# [THE TASK]
Render the rows below as a Markdown table with two columns, Index and Line Text. Put each line's number in Index and the line in Line Text, leaving out blank lines.

# [INPUT FOR THIS TASK]
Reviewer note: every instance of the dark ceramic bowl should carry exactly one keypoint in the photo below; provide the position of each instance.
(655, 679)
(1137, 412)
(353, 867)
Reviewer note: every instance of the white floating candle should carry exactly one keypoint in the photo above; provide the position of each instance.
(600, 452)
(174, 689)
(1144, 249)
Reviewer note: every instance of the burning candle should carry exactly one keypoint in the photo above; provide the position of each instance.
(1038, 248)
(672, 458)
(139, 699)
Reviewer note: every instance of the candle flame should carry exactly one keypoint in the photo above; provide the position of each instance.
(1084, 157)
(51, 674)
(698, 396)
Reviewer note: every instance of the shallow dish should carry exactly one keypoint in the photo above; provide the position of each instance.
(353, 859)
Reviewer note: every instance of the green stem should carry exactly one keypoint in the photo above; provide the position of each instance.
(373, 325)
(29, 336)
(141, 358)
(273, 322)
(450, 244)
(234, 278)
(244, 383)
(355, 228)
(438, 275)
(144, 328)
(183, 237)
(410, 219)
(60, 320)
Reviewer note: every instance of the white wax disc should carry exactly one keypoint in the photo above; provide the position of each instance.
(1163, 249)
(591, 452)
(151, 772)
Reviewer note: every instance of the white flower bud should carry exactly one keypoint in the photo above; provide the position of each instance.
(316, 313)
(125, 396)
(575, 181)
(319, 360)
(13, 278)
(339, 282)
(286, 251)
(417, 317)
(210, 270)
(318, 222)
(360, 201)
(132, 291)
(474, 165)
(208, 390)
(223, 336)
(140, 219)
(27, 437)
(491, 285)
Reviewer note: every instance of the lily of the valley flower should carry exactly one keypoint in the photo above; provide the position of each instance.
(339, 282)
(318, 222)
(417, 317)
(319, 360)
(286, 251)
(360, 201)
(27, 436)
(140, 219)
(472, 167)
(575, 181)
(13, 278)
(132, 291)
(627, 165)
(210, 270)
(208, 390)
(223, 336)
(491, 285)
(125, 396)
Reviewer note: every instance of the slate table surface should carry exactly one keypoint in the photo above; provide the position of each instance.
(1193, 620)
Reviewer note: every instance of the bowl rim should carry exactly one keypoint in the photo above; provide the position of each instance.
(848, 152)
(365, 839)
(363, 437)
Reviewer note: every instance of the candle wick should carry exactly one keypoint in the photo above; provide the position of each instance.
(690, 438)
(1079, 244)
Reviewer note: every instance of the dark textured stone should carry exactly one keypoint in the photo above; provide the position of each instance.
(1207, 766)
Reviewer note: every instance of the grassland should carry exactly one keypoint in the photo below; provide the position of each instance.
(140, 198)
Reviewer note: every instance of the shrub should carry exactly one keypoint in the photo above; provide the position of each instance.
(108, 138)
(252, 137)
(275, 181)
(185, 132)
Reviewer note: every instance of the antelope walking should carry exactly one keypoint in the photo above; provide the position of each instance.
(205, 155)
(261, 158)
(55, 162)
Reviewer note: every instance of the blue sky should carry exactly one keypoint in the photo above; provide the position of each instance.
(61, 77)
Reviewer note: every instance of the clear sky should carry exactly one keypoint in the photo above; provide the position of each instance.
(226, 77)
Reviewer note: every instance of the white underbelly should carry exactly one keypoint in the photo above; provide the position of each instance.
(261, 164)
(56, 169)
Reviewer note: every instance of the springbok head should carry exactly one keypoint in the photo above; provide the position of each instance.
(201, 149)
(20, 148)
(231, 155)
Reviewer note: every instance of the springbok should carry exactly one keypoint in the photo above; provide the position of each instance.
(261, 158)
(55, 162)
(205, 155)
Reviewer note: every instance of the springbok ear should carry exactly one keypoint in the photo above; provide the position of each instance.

# [SOLUTION TO THE EXERCISE]
| Index | Line Text |
|---|---|
| 1 | Reviewer note: every instance of the dark ceramic bowl should carry exactly one keypoint in the photo below; provide the position of each instance. |
| 2 | (655, 679) |
| 3 | (1137, 412) |
| 4 | (353, 867) |
| 5 | Reviewer note: every instance of the white floating candle should carry exactly one keypoint in the photo above; provide the position of each instance. |
| 6 | (600, 452) |
| 7 | (174, 689) |
| 8 | (1144, 249) |
| 9 | Reviewer note: every instance of the burning candle should carry exactly one keypoint in the photo above; provide the position of each instance. |
| 10 | (1038, 248) |
| 11 | (672, 458) |
| 12 | (139, 699) |
| 13 | Reviewer note: every instance of the candle flame should carry exactly one keypoint in the photo above; provide the position of each instance. |
| 14 | (1084, 157) |
| 15 | (51, 674) |
| 16 | (698, 396) |
| 17 | Reviewer note: every instance of the shallow dish should carry exactly one keypoint in the photo above; provide the position of each instance. |
| 18 | (353, 859) |
| 19 | Reviewer note: every instance of the green stem should carry exactly one keypoint in the photo above; provide the position of each instance. |
| 20 | (373, 325) |
| 21 | (29, 336) |
| 22 | (141, 358) |
| 23 | (273, 322) |
| 24 | (450, 244) |
| 25 | (234, 278) |
| 26 | (244, 383) |
| 27 | (355, 228) |
| 28 | (438, 275) |
| 29 | (144, 328) |
| 30 | (183, 237) |
| 31 | (410, 219) |
| 32 | (60, 320) |
| 33 | Reviewer note: every instance of the white wax disc should carry exactly one keypoint in the photo above; provide the position of each instance. |
| 34 | (1163, 249) |
| 35 | (591, 452) |
| 36 | (151, 772) |
| 37 | Reviewer note: every instance of the white flower bud should carry exactly one keypoint in the photo above; provide the position of each instance. |
| 38 | (316, 313) |
| 39 | (125, 396) |
| 40 | (575, 181) |
| 41 | (319, 360) |
| 42 | (13, 278) |
| 43 | (339, 282) |
| 44 | (286, 251) |
| 45 | (417, 317) |
| 46 | (210, 270) |
| 47 | (318, 222) |
| 48 | (360, 201) |
| 49 | (132, 291) |
| 50 | (474, 165) |
| 51 | (208, 390) |
| 52 | (223, 336) |
| 53 | (140, 219) |
| 54 | (27, 437) |
| 55 | (491, 285) |
| 56 | Reviewer note: every instance of the lily of the valley flower should carry exactly one keypoint in the photo above; provide the position of each instance. |
| 57 | (339, 282) |
| 58 | (318, 222) |
| 59 | (417, 317) |
| 60 | (319, 360) |
| 61 | (286, 251) |
| 62 | (360, 201) |
| 63 | (27, 436) |
| 64 | (140, 219) |
| 65 | (472, 167) |
| 66 | (575, 181) |
| 67 | (13, 278) |
| 68 | (132, 291) |
| 69 | (627, 165) |
| 70 | (210, 270) |
| 71 | (208, 390) |
| 72 | (223, 336) |
| 73 | (491, 285) |
| 74 | (125, 396) |
| 75 | Reviewer note: every instance of the slate table surface should carry exactly one keypoint in the photo above; provide the position of each instance. |
| 76 | (1193, 620) |
| 77 | Reviewer note: every instance of the bowl rim should carry exactly one keypoint in the photo above; provide the position of each instance. |
| 78 | (848, 152) |
| 79 | (365, 839) |
| 80 | (363, 437) |
| 81 | Reviewer note: every instance of the candle wick should carry exactly one keypoint in the photo above; provide the position of each instance. |
| 82 | (690, 438) |
| 83 | (1079, 244) |
| 84 | Reviewer note: every instance of the dark textured stone should carry exactly one keypoint in the photo above; provide the position of each instance. |
| 85 | (1207, 766) |
| 86 | Reviewer note: every instance of the grassland should carry exactly one keypoint in the photo below; provide the position of each instance. |
| 87 | (140, 198) |
| 88 | Reviewer note: every instance of the shrub should carry exactly one keypoint in the photo above; provide the position of each instance. |
| 89 | (108, 138) |
| 90 | (252, 137) |
| 91 | (275, 181) |
| 92 | (185, 132) |
| 93 | Reviewer note: every instance of the antelope walking should carry exactly one keypoint in the photo above; provide the position of each instance. |
| 94 | (205, 155) |
| 95 | (261, 158) |
| 96 | (55, 162) |
| 97 | Reviewer note: every instance of the blue sky should carry exactly one keypoint in the photo above; provide the position of each instance. |
| 98 | (61, 77) |
| 99 | Reviewer note: every instance of the clear sky should carry exactly one keypoint in the photo above; provide the position of each instance. |
| 100 | (226, 77) |
| 101 | Reviewer note: every instance of the white underbelly should carry exactly one keypoint in the photo above; provide the position of each instance. |
| 102 | (261, 164) |
| 103 | (56, 169) |
| 104 | Reviewer note: every instance of the springbok head should carry exactly one keypoint in the photo above; provide the position of each instance. |
| 105 | (201, 149) |
| 106 | (20, 148) |
| 107 | (231, 155) |
| 108 | Reviewer note: every instance of the springbok should carry exactly one keypoint in the photo above; provide the position of each instance. |
| 109 | (261, 158) |
| 110 | (55, 162) |
| 111 | (205, 155) |
| 112 | Reviewer note: every instance of the springbok ear should carry exactly one keypoint in the photo above; provide the position of each instance. |